GIVEN DATA »

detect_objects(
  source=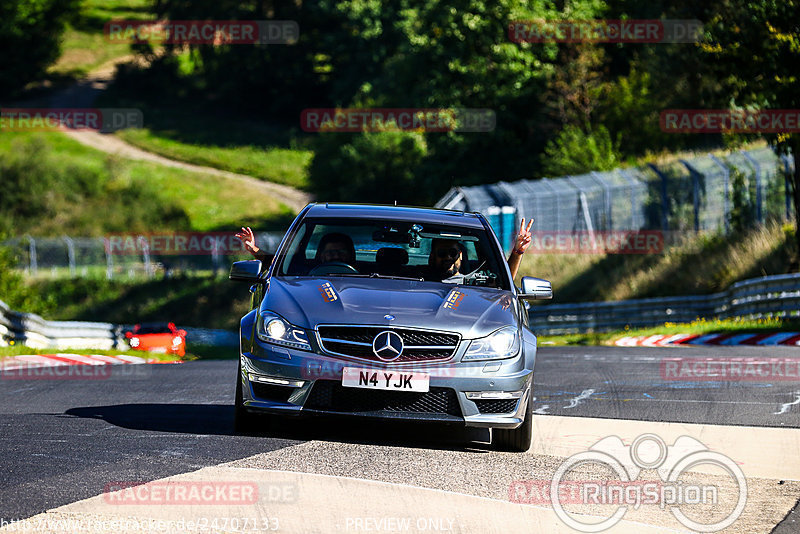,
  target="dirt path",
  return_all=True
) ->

--

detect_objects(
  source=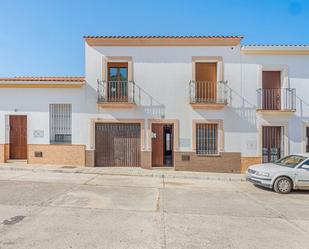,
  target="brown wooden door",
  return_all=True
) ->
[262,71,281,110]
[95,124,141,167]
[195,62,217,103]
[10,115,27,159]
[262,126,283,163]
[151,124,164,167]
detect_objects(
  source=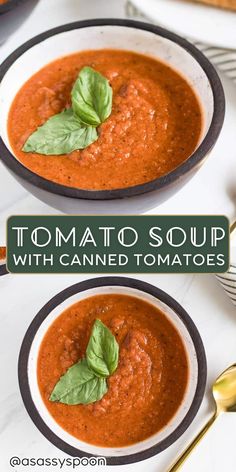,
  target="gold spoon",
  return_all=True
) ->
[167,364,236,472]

EXERCISE DESCRIPTION »
Can you gather every line of the material that contains the string "target"?

SOLVED PROBLEM »
  target="dirt path",
  target="brown wooden door",
  target="gold spoon",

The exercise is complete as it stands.